■ **Study text**
Exam domains covered

AI Infrastructure & OperationsGPU Acceleration & Distributed Training

Skills & technologies you'll practice

This intermediate-level ai/ml lab gives you real-world reps across:

PriorityClassPreemptionSchedulerGPU SchedulingMulti-tenantNCA-AIIOKubernetesTriage

What you'll learn

PriorityClass and preemption are how production teams resolve GPU contention at the Kubernetes scheduler level. Without them, the only outcome of a full cluster is a Pending pod queue ordered by submission time — there's no notion of "this training job matters more than that throwaway notebook." This lab teaches the complete model: how Kubernetes uses an integer priority value to rank pods, how the scheduler decides which low-priority pods to evict to make room for a high-priority pod, why preemptionPolicy: Never is what you use when you want priority ranking without disruption, and the failure modes when a pod references a PriorityClass that doesn't exist.

By the end you'll have authored three PriorityClasses (low, medium, high), watched the scheduler preempt a low-priority pod when GPU capacity is exhausted, and diagnosed three pods broken in priority-related ways. This is the daily work of a platform engineer running a multi-tenant GPU cluster, and it's a major topic in the NCA-AIIO exam's AI Infrastructure & Operations domain.

Frequently asked questions

What's the difference between priority and preemption?

Priority is a ranking — every pod has an integer priority value (default 0) that the scheduler uses when deciding the order of pending pods to admit. Preemption is the action that priority enables — when the scheduler can't fit a high-priority pod on any node because lower-priority pods are using the resources, it can evict (preempt) one or more of those lower-priority pods to make room. Priority always works (it just changes queue order); preemption only fires when the scheduler determines that evicting specific lower-priority pods would let the new pod schedule.

What is preemptionPolicy: Never and when should I use it?

It's a per-PriorityClass setting that turns off the eviction part of preemption while keeping the ranking part. A pod with preemptionPolicy: Never and a high priority value will be admitted ahead of low-priority pods at the front of the Pending queue, but it will not evict any running lower-priority pod to make room. If the cluster is full, it just waits. Use this for high-priority workloads that are still tolerant of waiting (long batch training that can run overnight) when disruption to lower-priority work would be worse than the wait. Most teams set it incorrectly — they want disruption-free ordering but accidentally turn off the entire preemption mechanism.

■ **Records shown**
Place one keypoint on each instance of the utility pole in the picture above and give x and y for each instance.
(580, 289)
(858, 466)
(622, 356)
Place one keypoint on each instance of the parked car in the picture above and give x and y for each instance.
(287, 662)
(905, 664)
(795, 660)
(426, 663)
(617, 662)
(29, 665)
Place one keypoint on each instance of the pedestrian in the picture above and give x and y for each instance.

■ **Work to complete**
Reproduce the Kubernetes priority lab text word for word, everything from "What's the difference" down to "new pod schedule.".

■ **Exercise result**
What's the difference between priority and preemption?

Priority is a ranking — every pod has an integer priority value (default 0) that the scheduler uses when deciding the order of pending pods to admit. Preemption is the action that priority enables — when the scheduler can't fit a high-priority pod on any node because lower-priority pods are using the resources, it can evict (preempt) one or more of those lower-priority pods to make room. Priority always works (it just changes queue order); preemption only fires when the scheduler determines that evicting specific lower-priority pods would let the new pod schedule.